--- Begin ---

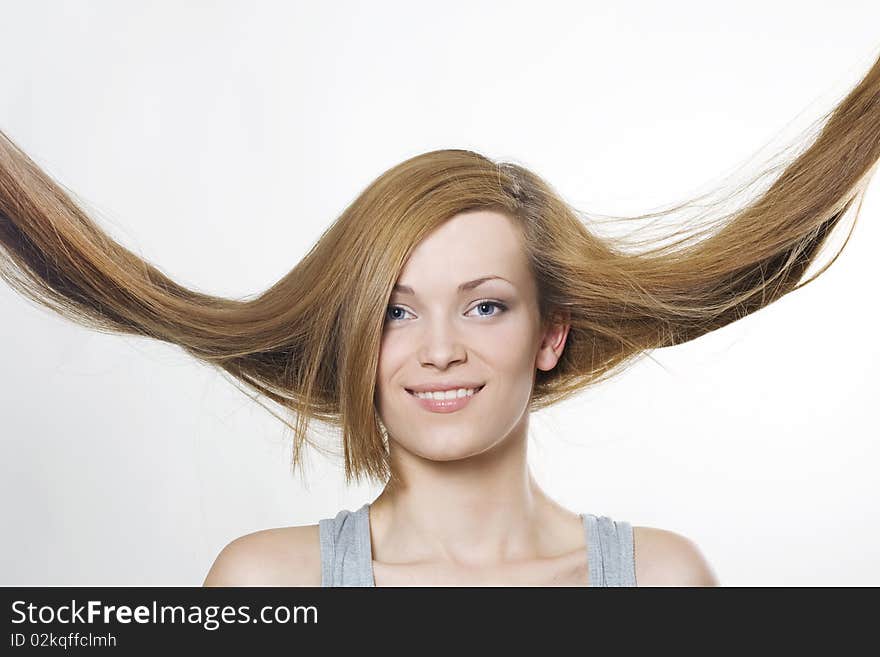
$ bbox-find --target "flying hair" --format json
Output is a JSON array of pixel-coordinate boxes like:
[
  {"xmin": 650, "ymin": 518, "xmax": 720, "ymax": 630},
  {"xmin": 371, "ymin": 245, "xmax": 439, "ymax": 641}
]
[{"xmin": 0, "ymin": 53, "xmax": 880, "ymax": 486}]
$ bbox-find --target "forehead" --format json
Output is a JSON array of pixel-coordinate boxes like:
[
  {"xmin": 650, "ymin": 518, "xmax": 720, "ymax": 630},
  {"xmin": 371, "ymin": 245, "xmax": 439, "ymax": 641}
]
[{"xmin": 399, "ymin": 210, "xmax": 528, "ymax": 282}]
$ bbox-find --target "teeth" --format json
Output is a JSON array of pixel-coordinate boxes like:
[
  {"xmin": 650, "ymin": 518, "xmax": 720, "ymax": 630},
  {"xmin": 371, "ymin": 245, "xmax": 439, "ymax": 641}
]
[{"xmin": 413, "ymin": 388, "xmax": 476, "ymax": 401}]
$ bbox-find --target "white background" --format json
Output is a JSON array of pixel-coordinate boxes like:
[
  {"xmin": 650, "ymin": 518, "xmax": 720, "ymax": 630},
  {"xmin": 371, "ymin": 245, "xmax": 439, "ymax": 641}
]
[{"xmin": 0, "ymin": 0, "xmax": 880, "ymax": 586}]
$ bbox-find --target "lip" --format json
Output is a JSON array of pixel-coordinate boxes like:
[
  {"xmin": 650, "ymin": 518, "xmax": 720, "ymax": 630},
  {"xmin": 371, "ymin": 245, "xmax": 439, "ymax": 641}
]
[{"xmin": 405, "ymin": 383, "xmax": 486, "ymax": 413}]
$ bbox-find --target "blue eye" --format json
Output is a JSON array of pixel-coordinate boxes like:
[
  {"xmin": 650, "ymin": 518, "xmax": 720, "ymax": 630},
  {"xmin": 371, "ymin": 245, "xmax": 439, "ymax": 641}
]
[{"xmin": 385, "ymin": 301, "xmax": 507, "ymax": 322}]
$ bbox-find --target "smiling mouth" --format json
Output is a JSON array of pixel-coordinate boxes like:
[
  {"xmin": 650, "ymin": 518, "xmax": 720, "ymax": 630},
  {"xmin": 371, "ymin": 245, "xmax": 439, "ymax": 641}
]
[{"xmin": 404, "ymin": 383, "xmax": 486, "ymax": 401}]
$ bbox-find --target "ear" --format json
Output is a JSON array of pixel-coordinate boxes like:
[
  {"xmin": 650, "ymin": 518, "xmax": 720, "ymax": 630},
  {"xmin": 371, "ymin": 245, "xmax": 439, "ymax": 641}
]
[{"xmin": 535, "ymin": 310, "xmax": 571, "ymax": 371}]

--- End ---

◆ TASK INSTRUCTIONS
Gather every line in the listing that contains the string "format".

◆ RESULT
$ bbox-find --target "flying hair" --format json
$ bbox-find --target "forehead" --format json
$ bbox-find --target "teeth" --format json
$ bbox-find --target "white background" --format json
$ bbox-find --target "lip" --format json
$ bbox-find --target "blue eye" --format json
$ bbox-find --target "smiling mouth" --format json
$ bbox-find --target "ear" --format json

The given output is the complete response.